Extracted records
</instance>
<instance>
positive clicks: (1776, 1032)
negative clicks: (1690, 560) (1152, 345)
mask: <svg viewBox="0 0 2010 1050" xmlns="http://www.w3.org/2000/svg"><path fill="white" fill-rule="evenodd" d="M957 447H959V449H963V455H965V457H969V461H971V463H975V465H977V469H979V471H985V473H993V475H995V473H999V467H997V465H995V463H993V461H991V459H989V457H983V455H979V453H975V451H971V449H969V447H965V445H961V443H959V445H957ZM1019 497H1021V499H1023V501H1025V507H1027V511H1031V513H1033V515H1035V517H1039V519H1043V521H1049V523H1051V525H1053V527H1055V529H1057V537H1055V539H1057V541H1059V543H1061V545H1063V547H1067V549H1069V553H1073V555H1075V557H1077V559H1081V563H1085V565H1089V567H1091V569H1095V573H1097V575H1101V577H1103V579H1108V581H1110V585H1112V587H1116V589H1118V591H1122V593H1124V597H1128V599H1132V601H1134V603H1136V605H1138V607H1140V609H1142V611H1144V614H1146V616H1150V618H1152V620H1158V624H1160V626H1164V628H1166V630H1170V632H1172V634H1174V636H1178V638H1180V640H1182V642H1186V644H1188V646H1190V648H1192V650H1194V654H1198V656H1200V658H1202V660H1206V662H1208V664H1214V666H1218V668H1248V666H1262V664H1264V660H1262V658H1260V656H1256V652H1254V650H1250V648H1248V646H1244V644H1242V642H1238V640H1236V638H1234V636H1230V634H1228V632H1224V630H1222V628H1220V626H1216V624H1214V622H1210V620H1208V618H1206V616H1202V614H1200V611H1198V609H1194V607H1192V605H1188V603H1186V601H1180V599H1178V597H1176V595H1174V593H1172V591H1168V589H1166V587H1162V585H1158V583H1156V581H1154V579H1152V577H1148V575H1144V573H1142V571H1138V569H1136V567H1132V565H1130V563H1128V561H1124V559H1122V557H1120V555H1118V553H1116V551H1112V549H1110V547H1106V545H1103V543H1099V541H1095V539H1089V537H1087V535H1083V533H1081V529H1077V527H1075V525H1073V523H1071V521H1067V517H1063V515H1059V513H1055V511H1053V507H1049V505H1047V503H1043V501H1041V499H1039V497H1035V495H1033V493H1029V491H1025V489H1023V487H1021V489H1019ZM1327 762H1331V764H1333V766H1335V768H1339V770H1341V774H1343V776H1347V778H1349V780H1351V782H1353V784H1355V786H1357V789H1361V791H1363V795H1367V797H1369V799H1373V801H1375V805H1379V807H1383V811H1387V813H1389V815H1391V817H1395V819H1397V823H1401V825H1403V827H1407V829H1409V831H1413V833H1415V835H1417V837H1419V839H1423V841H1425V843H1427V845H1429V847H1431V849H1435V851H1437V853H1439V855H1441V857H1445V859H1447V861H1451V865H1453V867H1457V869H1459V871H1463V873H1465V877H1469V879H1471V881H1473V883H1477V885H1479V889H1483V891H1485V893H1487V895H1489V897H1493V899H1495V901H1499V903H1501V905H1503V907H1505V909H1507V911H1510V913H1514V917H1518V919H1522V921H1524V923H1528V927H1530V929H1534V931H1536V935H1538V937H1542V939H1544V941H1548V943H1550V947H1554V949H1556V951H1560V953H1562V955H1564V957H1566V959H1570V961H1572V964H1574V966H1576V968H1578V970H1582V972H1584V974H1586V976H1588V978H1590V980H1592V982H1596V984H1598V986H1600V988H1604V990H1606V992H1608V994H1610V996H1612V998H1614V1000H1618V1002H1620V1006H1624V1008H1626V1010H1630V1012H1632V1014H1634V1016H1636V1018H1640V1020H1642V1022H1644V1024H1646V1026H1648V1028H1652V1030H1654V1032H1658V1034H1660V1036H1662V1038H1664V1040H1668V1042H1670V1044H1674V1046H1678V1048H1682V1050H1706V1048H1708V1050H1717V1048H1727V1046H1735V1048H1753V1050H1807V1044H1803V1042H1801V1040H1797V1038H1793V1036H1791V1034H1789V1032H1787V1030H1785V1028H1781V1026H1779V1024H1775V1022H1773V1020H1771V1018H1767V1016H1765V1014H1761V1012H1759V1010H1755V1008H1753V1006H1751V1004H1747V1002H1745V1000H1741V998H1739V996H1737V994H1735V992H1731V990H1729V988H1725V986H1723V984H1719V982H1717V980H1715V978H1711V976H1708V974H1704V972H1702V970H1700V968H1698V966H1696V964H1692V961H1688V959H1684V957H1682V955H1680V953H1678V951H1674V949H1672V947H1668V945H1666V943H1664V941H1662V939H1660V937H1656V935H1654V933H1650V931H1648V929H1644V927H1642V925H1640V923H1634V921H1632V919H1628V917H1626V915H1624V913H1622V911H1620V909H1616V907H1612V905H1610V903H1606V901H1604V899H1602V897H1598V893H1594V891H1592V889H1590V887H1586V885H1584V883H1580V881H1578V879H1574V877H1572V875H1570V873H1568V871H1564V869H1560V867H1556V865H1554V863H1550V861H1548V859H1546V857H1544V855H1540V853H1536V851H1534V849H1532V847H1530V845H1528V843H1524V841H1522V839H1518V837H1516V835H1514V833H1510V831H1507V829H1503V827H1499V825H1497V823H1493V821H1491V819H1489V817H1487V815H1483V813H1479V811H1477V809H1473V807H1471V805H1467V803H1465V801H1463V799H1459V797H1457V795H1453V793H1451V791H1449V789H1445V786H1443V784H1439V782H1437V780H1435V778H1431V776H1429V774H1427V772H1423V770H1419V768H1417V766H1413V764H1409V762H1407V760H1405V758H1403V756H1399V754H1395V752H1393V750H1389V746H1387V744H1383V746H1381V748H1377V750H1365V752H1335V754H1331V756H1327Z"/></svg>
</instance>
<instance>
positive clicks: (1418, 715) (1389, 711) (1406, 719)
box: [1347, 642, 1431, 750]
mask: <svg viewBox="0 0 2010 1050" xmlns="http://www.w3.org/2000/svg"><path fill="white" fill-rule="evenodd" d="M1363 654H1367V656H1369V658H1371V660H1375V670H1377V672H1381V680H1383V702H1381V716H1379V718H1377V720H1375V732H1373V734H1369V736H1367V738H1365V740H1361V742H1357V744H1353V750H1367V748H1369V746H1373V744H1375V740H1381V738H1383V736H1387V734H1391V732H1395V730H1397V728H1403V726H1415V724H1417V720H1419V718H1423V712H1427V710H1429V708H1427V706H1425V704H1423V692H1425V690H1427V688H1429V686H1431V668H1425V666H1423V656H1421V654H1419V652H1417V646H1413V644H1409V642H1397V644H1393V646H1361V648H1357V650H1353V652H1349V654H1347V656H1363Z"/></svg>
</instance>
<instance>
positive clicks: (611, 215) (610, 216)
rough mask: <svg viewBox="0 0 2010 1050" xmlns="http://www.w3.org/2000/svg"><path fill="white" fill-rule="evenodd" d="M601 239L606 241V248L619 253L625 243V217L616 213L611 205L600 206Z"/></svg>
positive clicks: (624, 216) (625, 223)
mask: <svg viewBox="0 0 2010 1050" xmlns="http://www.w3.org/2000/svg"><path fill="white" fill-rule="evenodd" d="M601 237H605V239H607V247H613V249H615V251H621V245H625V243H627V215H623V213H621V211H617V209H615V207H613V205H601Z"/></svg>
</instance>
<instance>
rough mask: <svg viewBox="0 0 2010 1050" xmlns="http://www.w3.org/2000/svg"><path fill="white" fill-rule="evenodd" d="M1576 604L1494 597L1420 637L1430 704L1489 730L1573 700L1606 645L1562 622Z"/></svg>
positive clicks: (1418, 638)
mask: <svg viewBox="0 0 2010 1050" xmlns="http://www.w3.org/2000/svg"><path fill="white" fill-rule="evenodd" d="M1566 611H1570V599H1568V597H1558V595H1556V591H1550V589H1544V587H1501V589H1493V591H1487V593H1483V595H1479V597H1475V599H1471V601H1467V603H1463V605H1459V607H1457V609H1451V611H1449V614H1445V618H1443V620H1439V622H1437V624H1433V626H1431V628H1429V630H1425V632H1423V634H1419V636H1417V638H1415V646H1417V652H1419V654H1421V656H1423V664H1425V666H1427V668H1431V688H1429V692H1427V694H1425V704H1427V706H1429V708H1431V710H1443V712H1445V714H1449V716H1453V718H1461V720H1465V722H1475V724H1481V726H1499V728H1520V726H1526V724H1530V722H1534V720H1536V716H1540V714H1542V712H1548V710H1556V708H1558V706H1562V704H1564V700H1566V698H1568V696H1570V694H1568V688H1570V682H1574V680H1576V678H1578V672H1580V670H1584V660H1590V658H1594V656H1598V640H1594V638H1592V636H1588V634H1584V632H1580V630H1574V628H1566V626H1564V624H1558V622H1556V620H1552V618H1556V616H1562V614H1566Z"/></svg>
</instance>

(INSTRUCTIONS FOR THE TASK):
Find and copy each line above that includes the string "rough".

(ANSWER FOR THIS EXERCISE):
rough mask: <svg viewBox="0 0 2010 1050" xmlns="http://www.w3.org/2000/svg"><path fill="white" fill-rule="evenodd" d="M601 239L606 241V248L619 253L625 243V217L616 213L611 205L600 206Z"/></svg>
rough mask: <svg viewBox="0 0 2010 1050" xmlns="http://www.w3.org/2000/svg"><path fill="white" fill-rule="evenodd" d="M1576 604L1494 597L1420 637L1430 704L1489 730L1573 700L1606 645L1562 622Z"/></svg>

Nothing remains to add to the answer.